Kwangmin Kim - Kohavi Ch.22 개관 — Leakage·Interference (Variant 간 누수와 간섭)

1 정의

정의: Interference (간섭) · Leakage (누수)

A/B 실험에서 한 unit 의 행동이 다른 unit 의 variant 배정에 영향을 받는 현상. SUTVA (Stable Unit Treatment Value Assumption) 의 위반이며, spillover·leakage 로도 부른다 (Kohavi, Tang, Xu, 2020, Ch.22).

1.0.0.1 SUTVA 의 형식적 표현

\[Y_i(\mathbf{z}) = Y_i(z_i) \tag{22.1}\]

\(\mathbf{z} = (z_1, z_2, \dots, z_n)\): 전체 \(n\) unit 의 variant 배정 vector
\(Y_i(\mathbf{z})\): unit \(i\) 의 잠재 결과 (전체 배정 의존)
\(Y_i(z_i)\): unit \(i\) 의 잠재 결과 (자신의 배정만 의존)

1.0.0.2 위반 시 결과

ATE 추정량 \(\hat{\tau}\) 가 biased — direction (under/over) 은 leakage 채널에 따라 다름
해석 변형: 실험 시 \(\hat{\tau}\) 와 launch 후 universe 효과 가 다르다
의사결정 위협: ad campaign 처럼 budget 제약 하에서 launch 후 효과는 neutral 인데 실험 중 positive 로 보일 수 있음

직관

A/B 실험 의 비유 는 두 평행 우주. 한쪽 우주 는 모두 Treatment, 다른 우주 는 모두 Control. 두 우주 의 metric 차 가 진짜 효과.

SUTVA 가 깨지면: 두 우주 가 분리되지 않는다. Treatment 사용자 가 Control 사용자 의 행동을 바꾼다. 결과: 우리가 보는 delta 는 섞인 우주 의 차 — 진짜 차 가 아니다.

레슨: 실험 unit 이 진짜로 독립인지 점검. 사회 네트워크·marketplace·shared resource· 일부 instrumentation 은 기본적으로 독립이 아니다.

**수행 과제**
제시문에서 interference를 달리 이르는 두 가지 명칭은 무엇인가? 이어지는 항목들은 다른 출처에서 가져온 것이다.

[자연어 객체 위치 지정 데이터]
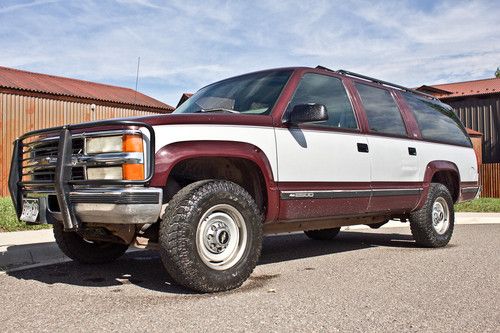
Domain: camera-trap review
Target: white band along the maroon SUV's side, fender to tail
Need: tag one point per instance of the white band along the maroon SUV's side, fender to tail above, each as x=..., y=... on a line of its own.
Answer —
x=327, y=156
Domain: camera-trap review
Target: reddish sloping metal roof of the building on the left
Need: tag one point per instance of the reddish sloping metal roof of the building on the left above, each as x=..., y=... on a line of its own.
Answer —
x=62, y=86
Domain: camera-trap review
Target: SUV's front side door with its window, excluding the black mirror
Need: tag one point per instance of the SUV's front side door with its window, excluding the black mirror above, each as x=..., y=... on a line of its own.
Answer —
x=323, y=168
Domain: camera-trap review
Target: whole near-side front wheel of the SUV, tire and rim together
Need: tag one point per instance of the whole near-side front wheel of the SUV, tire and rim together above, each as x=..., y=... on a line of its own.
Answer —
x=211, y=236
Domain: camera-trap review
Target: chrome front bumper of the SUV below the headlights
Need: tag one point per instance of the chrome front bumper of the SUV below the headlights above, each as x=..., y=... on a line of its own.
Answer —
x=132, y=205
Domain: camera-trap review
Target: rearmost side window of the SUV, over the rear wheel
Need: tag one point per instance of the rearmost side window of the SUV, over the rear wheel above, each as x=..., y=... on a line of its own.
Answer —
x=436, y=121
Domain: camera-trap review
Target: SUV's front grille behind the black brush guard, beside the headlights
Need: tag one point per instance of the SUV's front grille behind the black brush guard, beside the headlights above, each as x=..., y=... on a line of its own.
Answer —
x=39, y=159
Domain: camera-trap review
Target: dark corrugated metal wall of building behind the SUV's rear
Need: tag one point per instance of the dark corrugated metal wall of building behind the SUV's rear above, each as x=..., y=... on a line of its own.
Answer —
x=481, y=114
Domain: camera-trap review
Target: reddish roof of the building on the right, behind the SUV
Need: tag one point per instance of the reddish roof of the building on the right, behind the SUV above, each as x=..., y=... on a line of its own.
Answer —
x=467, y=88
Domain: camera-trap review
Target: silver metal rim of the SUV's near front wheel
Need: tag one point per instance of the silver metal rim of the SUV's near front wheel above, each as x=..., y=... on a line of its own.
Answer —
x=221, y=237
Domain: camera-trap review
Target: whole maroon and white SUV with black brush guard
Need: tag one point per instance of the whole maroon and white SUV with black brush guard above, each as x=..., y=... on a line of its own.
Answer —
x=274, y=151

**풀이 결과**
spillover와 leakage이다.